## [THINGS TO DO]
**1)** In the passage on indigenous and quilombola territories, how many quilombola lands have been titled since the 1988 Constitution was approved?
**2)** Retype the portion of the passage on indigenous and quilombola territories that opens with the words "The document submitted" and closes with "violations. See table.".

## [TEXT SEGMENT]

========================================

The scenario of quilombola land ownership is even more fragile – over a little more than 30 years since the 1988 Constitution was approved, only 181 quilombola lands were titled (among state and federal titles), out of which 47 were only partial titles. Even though Incra's data were not updated since January 2019, the lack of budget in the last few years for the titling of quilombola lands shows what Incra fails to report: according to the Technical Note presented by the Institute for Socio-Economic Studies (Instituto de Estudos Socioeconômicos – INESC), since 2017 there are no budget resources for land regularization, and Brazil has only titled 7% of those areas.

“We are sure that all of the rights of indigenous, quilombola, and traditional peoples are linked to their territories. There is no way to protect the communities and guarantee health protection without speaking about territorial rights. Hence, it involves the demarcation of every indigenous land, the regularization of quilombola territories, and the protection of those areas that are already demarcated”, highlights the legal advisor for Terra de Direitos and Conaq, Vercilene Dias.

In the list of attacks on traditional territories, there is also the incursion of land invaders, miners, gold prospectors, and ruralists. In 2020, out of the 81,225 families that were victims of invasions in their territories, 58,327 were indigenous families, according to a survey from the Pastoral Land Commission (Comissão Pastoral da Terra – CPT). “The territories were completely at the mercy of these invaders. Their presence alone is already a violation of the exclusive use by indigenous peoples of their territories, but amidst this pandemic, the illegal invasions become a vector for spreading the disease”, stresses Eloy. 

The document submitted by the organizations to the ILO also highlights the violation of the peoples’ right to self-determination, the attacks against policies for these peoples, such as the extinction of the Secretariat of Continued Education, Literacy and Inclusion (Secretaria de Educação Continuada, Alfabetização, Diversidade e InclusãoSecadi), among other violations. See table.

========================================

## [GIVEN INFORMATION]

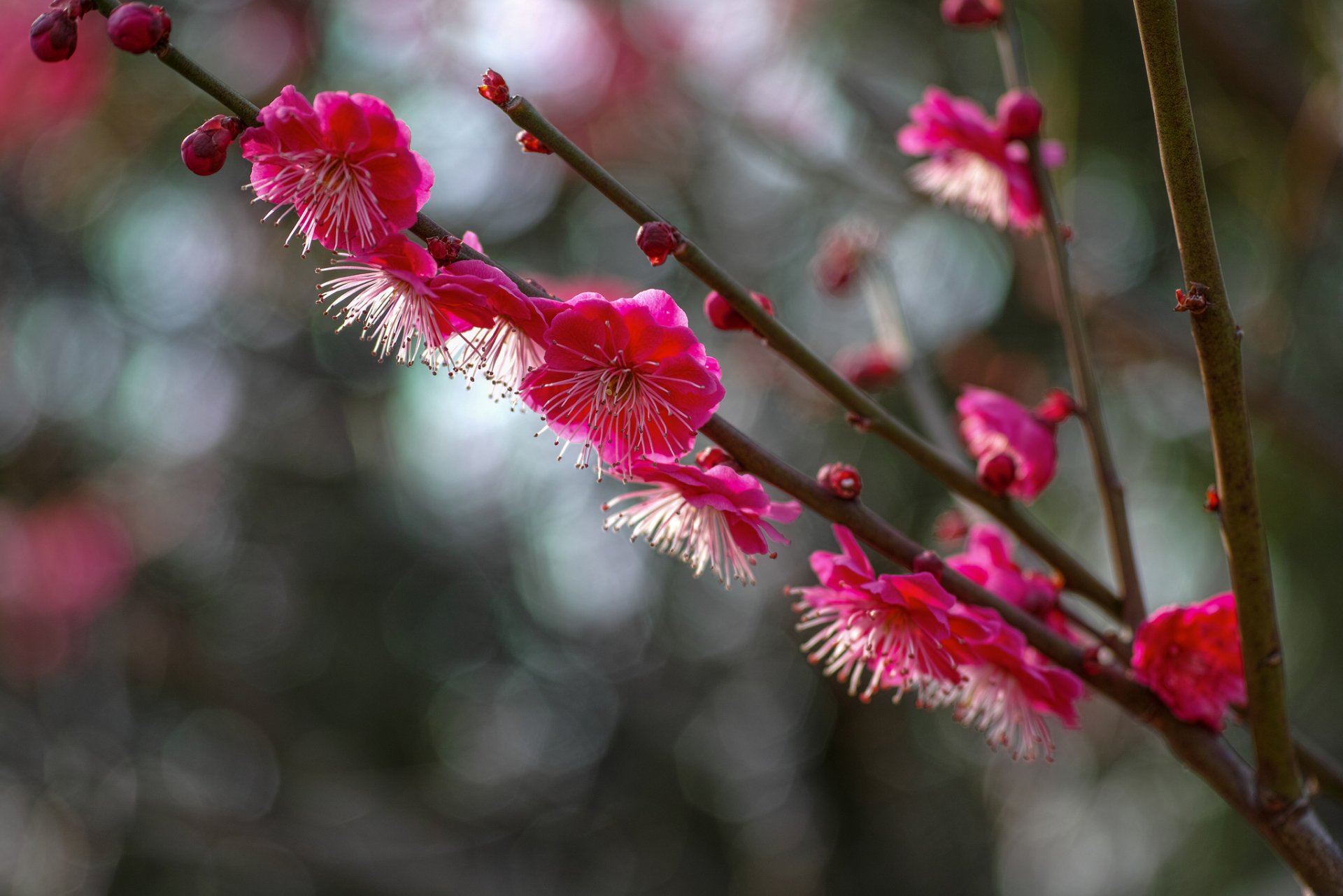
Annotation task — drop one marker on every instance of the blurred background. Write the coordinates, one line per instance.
(278, 620)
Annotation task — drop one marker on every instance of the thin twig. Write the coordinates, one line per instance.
(1080, 366)
(782, 340)
(1217, 340)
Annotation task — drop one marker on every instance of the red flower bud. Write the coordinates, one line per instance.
(841, 480)
(928, 562)
(723, 316)
(54, 34)
(1056, 407)
(493, 87)
(530, 143)
(997, 473)
(137, 27)
(1020, 115)
(712, 457)
(206, 148)
(657, 239)
(972, 14)
(443, 249)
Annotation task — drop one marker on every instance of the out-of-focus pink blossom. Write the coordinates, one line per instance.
(1016, 450)
(713, 519)
(725, 318)
(988, 560)
(626, 378)
(975, 162)
(392, 292)
(341, 164)
(1192, 659)
(61, 564)
(890, 627)
(1009, 690)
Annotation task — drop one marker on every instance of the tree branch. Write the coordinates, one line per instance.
(1217, 340)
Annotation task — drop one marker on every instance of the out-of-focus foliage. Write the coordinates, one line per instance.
(334, 627)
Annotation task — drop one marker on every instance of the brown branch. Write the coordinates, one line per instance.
(1217, 340)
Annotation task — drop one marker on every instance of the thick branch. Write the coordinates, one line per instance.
(1080, 366)
(783, 341)
(1217, 340)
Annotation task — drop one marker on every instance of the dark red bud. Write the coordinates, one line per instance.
(972, 14)
(725, 318)
(712, 457)
(530, 143)
(443, 249)
(1020, 115)
(841, 480)
(657, 239)
(997, 473)
(206, 148)
(1056, 407)
(137, 27)
(52, 35)
(928, 562)
(493, 87)
(1211, 502)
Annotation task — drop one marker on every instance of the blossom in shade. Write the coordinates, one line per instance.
(341, 164)
(715, 519)
(890, 629)
(1192, 659)
(976, 162)
(511, 347)
(1007, 690)
(627, 379)
(397, 296)
(988, 560)
(1016, 450)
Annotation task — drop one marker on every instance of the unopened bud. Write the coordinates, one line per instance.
(443, 249)
(1020, 115)
(530, 143)
(723, 316)
(137, 27)
(972, 14)
(928, 562)
(493, 87)
(712, 457)
(841, 480)
(998, 472)
(657, 239)
(52, 35)
(1056, 407)
(206, 148)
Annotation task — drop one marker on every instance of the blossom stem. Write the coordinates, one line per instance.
(1217, 341)
(1295, 832)
(1077, 348)
(782, 340)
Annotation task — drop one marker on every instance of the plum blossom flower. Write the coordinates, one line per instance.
(975, 162)
(1009, 688)
(715, 519)
(890, 627)
(1016, 449)
(341, 164)
(988, 560)
(626, 378)
(1192, 659)
(397, 294)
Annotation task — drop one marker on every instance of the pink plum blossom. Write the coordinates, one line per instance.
(627, 379)
(715, 519)
(978, 163)
(341, 164)
(1016, 450)
(1192, 659)
(988, 560)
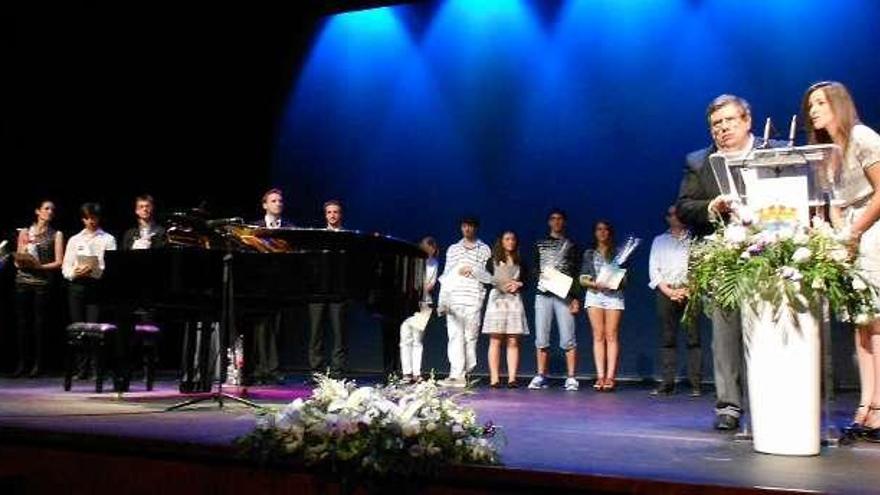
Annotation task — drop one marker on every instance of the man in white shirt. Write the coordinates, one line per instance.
(461, 299)
(337, 312)
(83, 266)
(147, 234)
(667, 269)
(261, 363)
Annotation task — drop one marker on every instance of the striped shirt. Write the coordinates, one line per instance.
(562, 254)
(459, 290)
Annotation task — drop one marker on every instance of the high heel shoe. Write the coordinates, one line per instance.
(871, 434)
(857, 427)
(609, 385)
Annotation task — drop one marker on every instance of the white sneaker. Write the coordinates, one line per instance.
(453, 382)
(538, 382)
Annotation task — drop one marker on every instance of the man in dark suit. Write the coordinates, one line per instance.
(700, 204)
(261, 363)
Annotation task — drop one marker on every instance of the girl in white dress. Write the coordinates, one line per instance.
(831, 117)
(505, 318)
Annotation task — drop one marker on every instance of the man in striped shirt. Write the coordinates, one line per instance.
(556, 252)
(461, 299)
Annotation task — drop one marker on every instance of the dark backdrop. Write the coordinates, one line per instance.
(412, 115)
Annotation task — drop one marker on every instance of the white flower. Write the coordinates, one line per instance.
(735, 234)
(838, 255)
(411, 428)
(291, 415)
(791, 273)
(801, 254)
(859, 284)
(784, 233)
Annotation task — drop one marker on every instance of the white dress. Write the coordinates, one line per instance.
(862, 152)
(505, 312)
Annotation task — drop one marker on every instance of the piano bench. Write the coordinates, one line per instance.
(147, 335)
(92, 338)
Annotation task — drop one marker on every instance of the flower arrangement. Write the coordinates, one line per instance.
(382, 432)
(789, 266)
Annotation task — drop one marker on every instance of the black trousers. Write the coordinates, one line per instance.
(670, 313)
(339, 357)
(32, 309)
(199, 357)
(83, 296)
(260, 333)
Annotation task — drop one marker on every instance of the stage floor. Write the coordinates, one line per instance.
(625, 434)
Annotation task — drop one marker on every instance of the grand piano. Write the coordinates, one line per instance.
(213, 270)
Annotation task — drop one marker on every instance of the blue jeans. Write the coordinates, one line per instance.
(545, 307)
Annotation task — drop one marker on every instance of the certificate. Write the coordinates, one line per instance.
(555, 282)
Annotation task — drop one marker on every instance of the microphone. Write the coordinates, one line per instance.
(767, 126)
(219, 222)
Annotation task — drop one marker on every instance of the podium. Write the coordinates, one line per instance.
(777, 188)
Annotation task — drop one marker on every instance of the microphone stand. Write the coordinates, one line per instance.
(226, 316)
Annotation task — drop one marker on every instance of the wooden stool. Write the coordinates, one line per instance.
(91, 338)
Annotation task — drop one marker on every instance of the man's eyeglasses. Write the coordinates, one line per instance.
(719, 123)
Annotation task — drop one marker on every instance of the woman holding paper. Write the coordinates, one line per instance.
(37, 257)
(604, 303)
(831, 117)
(505, 318)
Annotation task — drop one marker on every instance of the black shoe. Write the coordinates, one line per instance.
(726, 422)
(664, 389)
(871, 434)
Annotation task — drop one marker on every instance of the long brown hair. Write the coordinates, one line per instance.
(842, 106)
(499, 255)
(596, 246)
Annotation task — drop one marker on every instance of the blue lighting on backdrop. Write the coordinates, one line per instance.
(414, 115)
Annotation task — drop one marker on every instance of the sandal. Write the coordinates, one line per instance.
(609, 385)
(871, 433)
(857, 426)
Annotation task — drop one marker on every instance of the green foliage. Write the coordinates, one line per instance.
(374, 433)
(737, 266)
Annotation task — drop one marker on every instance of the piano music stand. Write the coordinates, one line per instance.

========================================

## [RESULTS]
**1)** 181 quilombola lands, of which 47 were only partial titles.

**2)**
The document submitted by the organizations to the ILO also highlights the violation of the peoples’ right to self-determination, the attacks against policies for these peoples, such as the extinction of the Secretariat of Continued Education, Literacy and Inclusion (Secretaria de Educação Continuada, Alfabetização, Diversidade e InclusãoSecadi), among other violations. See table.